■ **Object pointing dataset rows**
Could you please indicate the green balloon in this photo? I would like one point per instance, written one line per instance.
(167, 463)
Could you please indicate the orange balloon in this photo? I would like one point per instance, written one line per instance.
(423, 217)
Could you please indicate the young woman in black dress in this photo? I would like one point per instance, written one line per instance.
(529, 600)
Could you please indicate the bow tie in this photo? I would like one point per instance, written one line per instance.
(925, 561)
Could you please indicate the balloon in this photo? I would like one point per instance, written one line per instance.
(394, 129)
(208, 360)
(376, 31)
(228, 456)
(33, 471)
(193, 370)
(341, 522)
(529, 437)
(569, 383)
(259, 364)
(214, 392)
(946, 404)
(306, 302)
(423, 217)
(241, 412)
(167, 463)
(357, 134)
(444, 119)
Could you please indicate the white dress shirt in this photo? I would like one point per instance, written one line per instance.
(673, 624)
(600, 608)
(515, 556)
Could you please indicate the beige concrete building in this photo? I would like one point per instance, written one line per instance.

■ **Short task**
Copy all of the records above line for line, without changing anything.

■ **Final answer**
Could you please indicate the green balloon in this photo? I would like one point per instance, written one line per instance.
(167, 463)
Could you please indicate the orange balloon in this photo? I would like one point per instance, written one line per instance.
(423, 217)
Could you please indicate the young woman in black dress in this photo? I would like one point per instance, written one line per instance.
(529, 600)
Could you please indicate the bow tie in this photo? I would like one point per instance, written one line per instance.
(925, 561)
Could you please indicate the balloon in this photo? I would like one point per instance, written one line per instance.
(394, 129)
(208, 360)
(376, 31)
(228, 456)
(33, 471)
(193, 370)
(341, 522)
(529, 437)
(569, 383)
(259, 364)
(214, 392)
(946, 404)
(306, 302)
(423, 217)
(241, 412)
(167, 463)
(357, 134)
(444, 119)
Could you please indicate the white dress shirt in this photo? I would like one point per instance, written one line per instance.
(673, 624)
(600, 608)
(515, 556)
Could you please indicate the beige concrete building in this photo? I would like one point per instance, written one line per instance.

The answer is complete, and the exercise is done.